*CONSIGNES DE TRAVAIL*.
[a] Dans l'entretien sur l'Année de l'Eucharistie, relevez tous les maux dont souffre le monde développé selon le cardinal Tomko.
[b] D'après l'entretien sur l'Année de l'Eucharistie, pourquoi l'aspect social de l'Eucharistie reste-t-il actuel aujourd'hui ? Répondez en une à trois phrases.
═════ TEXTE À LIRE
Afin de comprendre quel sens et quels objectifs s’est fixé le Saint-Siège, Zenit a interviewé le Card. Josef Tomko, un des plus proches collaborateurs du Souverain Pontife, Préfet émérite de la Congrégation pour l’Evangélisation des Peuples et Président du Comité pontifical pour les Congrès eucharistiques internationaux.

Zenit : Quel est le sens des initiatives organisées à l’occasion de l’Année de l’Eucharistie ?

Card. J. Tomko : L’Eucharistie constitue le thème central des trois événements et mobilise toute l’Eglise catholique pendant un an autour du ‘mystère de la Foi’ qui est l’Eucharistie. Il s’agit en effet d’une des vérités fondamentales pour la foi et pour l’Eglise. Le Concile Vatican II lui-même a défini l’Eucharistie « source et sommet de toute vie chrétienne » (Lumen Gentium, 11) et également « source et sommet de toute l’Evangélisation » (Presbyterorum Ordinis, 5).

Le sens et l’objectif des trois initiatives unitaires est l’approfondissement et l’affermissement de la foi en Dieu qui s’est incarné en Jésus Christ. Seul, celui qui croit dans la divinité du Christ peut croire dans l’Eucharistie.

Qui renforce sa foi dans l’Eucharistie, présence, sacrifice et mémorial de Jésus Christ, approfondit également sa foi dans la divinité du Christ et dans son incarnation.

L’Eucharistie est donc « le banc d’essai » pour la foi, c’est-à-dire ce dont ont surtout besoin certaines régions de l’Occident qui se trouvent sous la chape d’une « apostasie silencieuse ».

En outre, l’Eucharistie conserve aussi depuis ses origines un aspect social qui dans la première Eglise s’est manifesté sous la forme de l’agape et du partage des biens, mais qui est actuel sous diverses formes également aujourd’hui parce que l’Eucharistie donne naissance à la fraternité, à la solidarité, à la communion, au climat de paix, de réconciliation, de justice et d’amour.

Le monde développé souffre d’une forte décadence, d’un hiver démographique, d’une culture contre la vie, de tentations eugéniques et de sécularisation.

Zenit : De quelle manière la réflexion sur l’Eucharistie pourra fournir des réponses aux besoins de l’humanité et s’opposer au nihilisme diffus ?
══════════
═════ DONNÉES FOURNIES
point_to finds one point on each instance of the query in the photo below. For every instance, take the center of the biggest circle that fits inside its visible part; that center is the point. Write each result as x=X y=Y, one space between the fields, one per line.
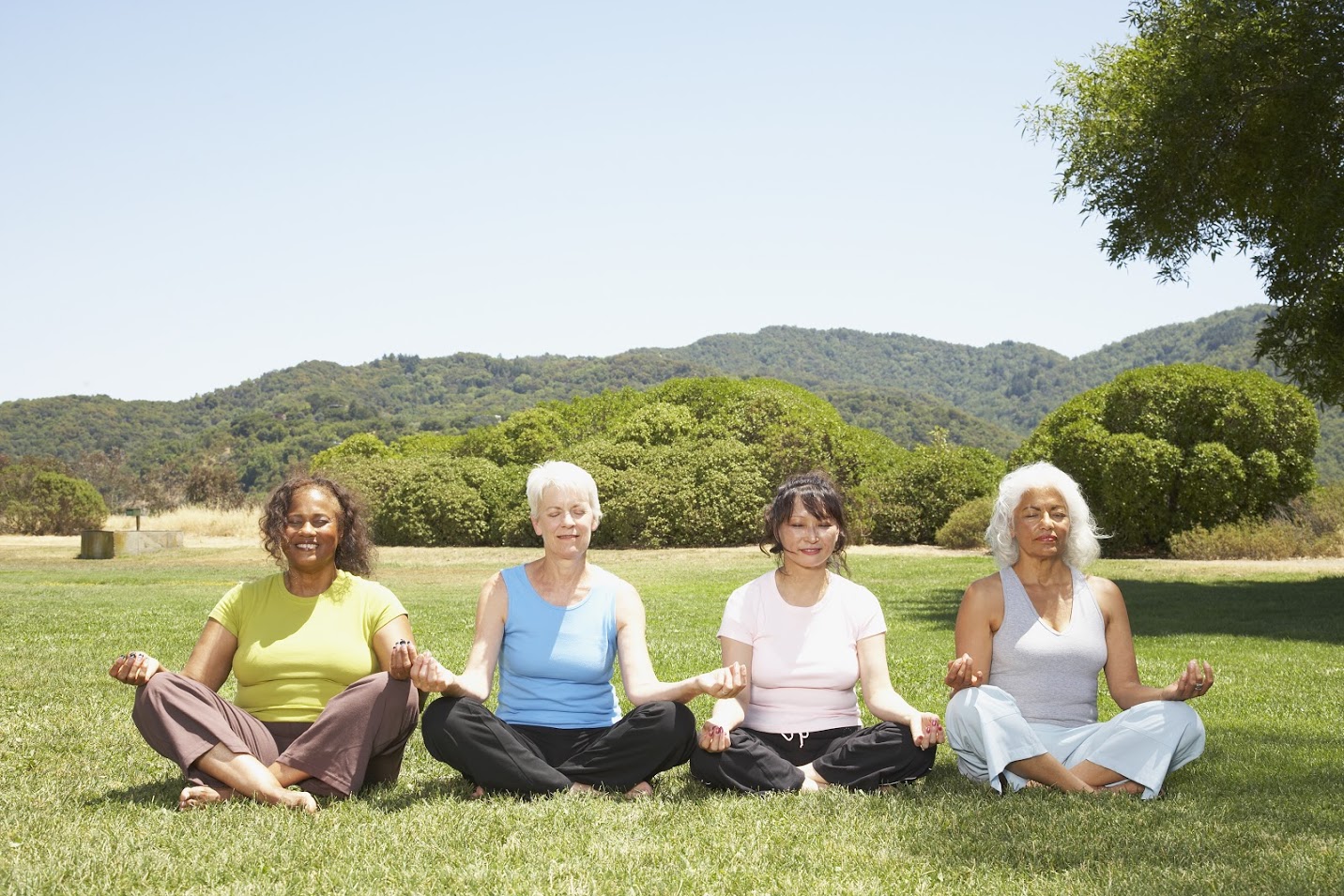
══════════
*CORRIGÉS*.
[a] Une forte décadence, un hiver démographique, une culture contre la vie, des tentations eugéniques et la sécularisation.

[b] L'aspect social de l'Eucharistie reste actuel parce que l'Eucharistie donne naissance à la fraternité, à la solidarité et à la communion. Elle fait aussi naître un climat de paix, de réconciliation, de justice et d'amour.